Saved data entries

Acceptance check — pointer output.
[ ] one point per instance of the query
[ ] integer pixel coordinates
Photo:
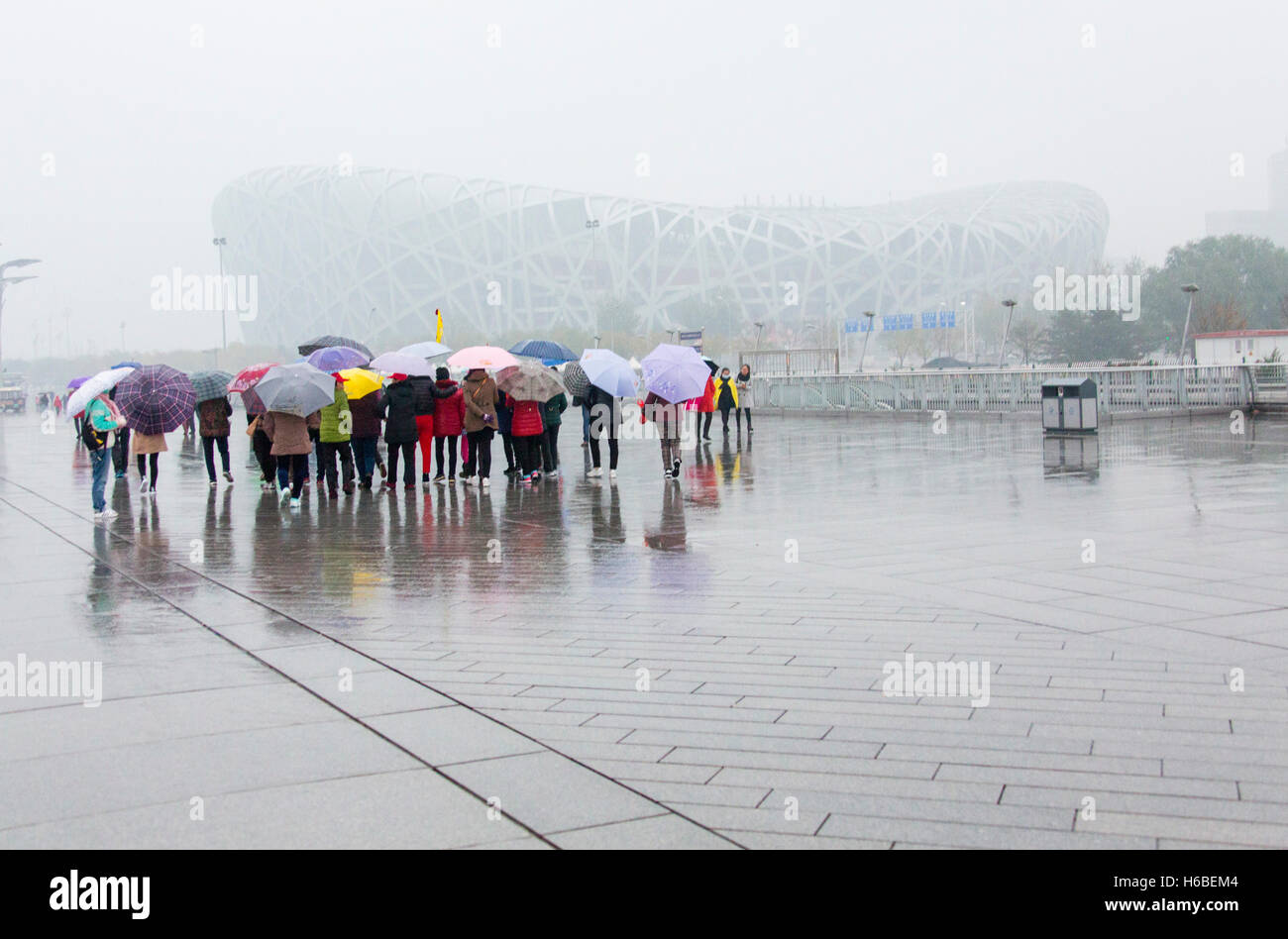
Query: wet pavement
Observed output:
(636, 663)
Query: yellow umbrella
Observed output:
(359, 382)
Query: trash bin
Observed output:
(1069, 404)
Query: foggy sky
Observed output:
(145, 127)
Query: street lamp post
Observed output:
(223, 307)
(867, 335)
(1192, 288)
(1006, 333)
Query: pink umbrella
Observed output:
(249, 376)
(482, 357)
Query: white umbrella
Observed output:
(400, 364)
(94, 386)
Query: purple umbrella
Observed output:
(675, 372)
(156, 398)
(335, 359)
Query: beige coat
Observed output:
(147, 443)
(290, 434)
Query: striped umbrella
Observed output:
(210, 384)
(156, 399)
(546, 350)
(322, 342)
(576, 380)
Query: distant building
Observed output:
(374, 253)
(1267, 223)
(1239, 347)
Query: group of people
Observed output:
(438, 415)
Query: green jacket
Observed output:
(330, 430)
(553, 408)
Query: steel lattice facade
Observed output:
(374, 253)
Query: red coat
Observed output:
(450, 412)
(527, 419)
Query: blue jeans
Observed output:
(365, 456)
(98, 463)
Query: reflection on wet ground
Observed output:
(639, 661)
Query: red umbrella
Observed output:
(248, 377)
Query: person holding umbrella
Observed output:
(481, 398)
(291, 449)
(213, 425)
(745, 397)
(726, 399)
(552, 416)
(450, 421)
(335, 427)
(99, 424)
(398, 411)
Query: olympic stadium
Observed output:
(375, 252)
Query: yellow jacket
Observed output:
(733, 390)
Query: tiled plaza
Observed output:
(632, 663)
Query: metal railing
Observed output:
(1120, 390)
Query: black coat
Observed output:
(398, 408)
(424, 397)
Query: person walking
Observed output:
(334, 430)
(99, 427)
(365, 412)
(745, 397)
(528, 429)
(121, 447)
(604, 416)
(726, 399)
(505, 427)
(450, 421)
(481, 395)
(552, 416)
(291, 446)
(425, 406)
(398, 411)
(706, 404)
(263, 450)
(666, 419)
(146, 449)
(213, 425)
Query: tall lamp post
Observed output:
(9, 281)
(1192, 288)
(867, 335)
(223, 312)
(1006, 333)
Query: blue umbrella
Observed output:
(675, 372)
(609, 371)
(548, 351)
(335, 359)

---

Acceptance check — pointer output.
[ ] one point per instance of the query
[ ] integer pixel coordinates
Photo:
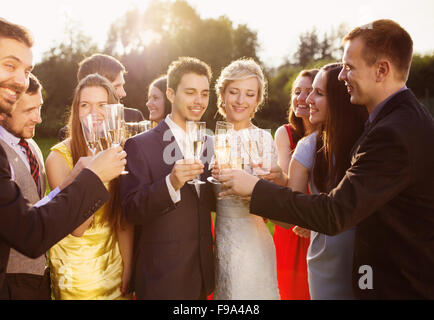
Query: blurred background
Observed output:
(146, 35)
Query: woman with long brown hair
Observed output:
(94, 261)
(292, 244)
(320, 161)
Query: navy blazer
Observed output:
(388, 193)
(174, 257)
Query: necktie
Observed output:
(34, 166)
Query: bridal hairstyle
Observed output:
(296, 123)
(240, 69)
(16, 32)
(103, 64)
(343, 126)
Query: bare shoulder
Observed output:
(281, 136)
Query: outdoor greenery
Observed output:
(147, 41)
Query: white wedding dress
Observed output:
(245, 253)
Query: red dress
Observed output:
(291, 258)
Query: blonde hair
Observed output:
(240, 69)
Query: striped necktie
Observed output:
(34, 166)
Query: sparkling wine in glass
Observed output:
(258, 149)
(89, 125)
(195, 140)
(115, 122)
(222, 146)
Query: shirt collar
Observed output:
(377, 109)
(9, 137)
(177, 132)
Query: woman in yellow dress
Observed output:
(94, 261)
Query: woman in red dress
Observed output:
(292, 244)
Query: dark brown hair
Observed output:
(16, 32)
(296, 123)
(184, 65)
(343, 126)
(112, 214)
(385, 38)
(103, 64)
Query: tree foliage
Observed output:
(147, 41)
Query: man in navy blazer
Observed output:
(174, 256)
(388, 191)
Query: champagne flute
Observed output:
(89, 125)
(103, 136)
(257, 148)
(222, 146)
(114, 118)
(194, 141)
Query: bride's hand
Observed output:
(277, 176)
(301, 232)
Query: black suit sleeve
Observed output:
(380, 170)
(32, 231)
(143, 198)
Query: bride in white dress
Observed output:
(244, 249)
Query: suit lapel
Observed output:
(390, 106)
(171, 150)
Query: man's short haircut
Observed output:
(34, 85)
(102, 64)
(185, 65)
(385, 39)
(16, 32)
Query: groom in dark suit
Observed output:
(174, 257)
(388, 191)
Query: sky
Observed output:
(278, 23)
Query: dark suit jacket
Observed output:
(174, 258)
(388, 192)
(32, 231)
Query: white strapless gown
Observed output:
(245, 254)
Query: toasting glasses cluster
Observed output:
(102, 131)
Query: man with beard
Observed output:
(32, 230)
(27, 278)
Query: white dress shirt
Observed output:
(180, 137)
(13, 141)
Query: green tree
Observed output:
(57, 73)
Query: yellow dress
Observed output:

Stated exercise ▸ Extract every line from the saved data entries above that contains the word "brown", treating uppercase and lowercase as different.

Final result ▸
Query: woman with long brown hair
Query: dark brown hair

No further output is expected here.